## [What needs to be done]
According to the account of Terry Gilliam's Q&A session below, in what year did Gilliam photograph Frank Zappa?

After the movie, Gilliam returned to the front for a wide-ranging Q&A session, which involved questions both probing (“Did you borrow from Toto in 12 Monkeys?” [No, don’t think so.]) and peculiar (“Where’d you buy your shoes? Where’s the worst place you ever spent the night?” [Birkenstocks, some backwater hut in India]) Along the way, Gilliam told tales of first meeting the Python guys, photographing Frank Zappa in 1967, choosing his various directors of photography, and, the battle of Brazil notwithstanding, generally enjoying the constraints of studio heads and limited budgets. (They focus him.) Speaking of which, he also said Good Omens still seems to be moving forward, and Quixote may still happen someday. (He also mentioned The Defective Detective briefly, but it seemed in the past tense.) And these days he’s digging the new Dylan album, as well The Arcade Fire’s Funeral and The Flaming Lips’ At War with the Mystics.

At one point, he also said he was considering suing Bush, Cheney, et al for making an unauthorized remake of Brazil. With that in mind, I asked him whether his views on Brazil had changed at all now that we’re kinda living it. (I mean, what with Cheney playing Mr. Helpmann, Canadian citizens getting Buttled, and the Dubya team now fully sanctioning Jack Lints, what’s a good Sam Lowry to do, other than await his turn in the chair or on the waterboard?) He noted that, obviously, Brazil-type stuff was going on around the world at the time (in the Soviet bloc, Argentina, etc.) but that he watched the film the other day (to check out the new Criterion HD-DVD version) and was amazed at both how prescient and topical it was.

## [Material provided]

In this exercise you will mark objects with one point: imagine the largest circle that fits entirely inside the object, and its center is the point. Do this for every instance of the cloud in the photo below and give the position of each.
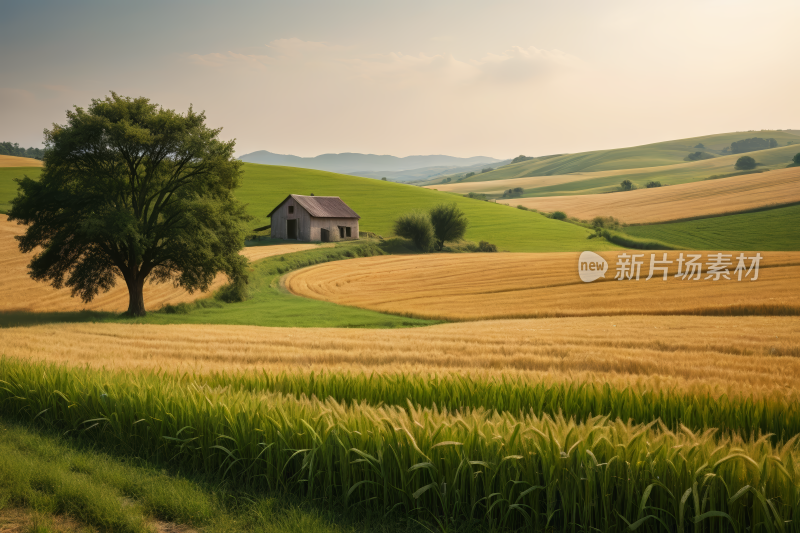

## [Complete response]
1967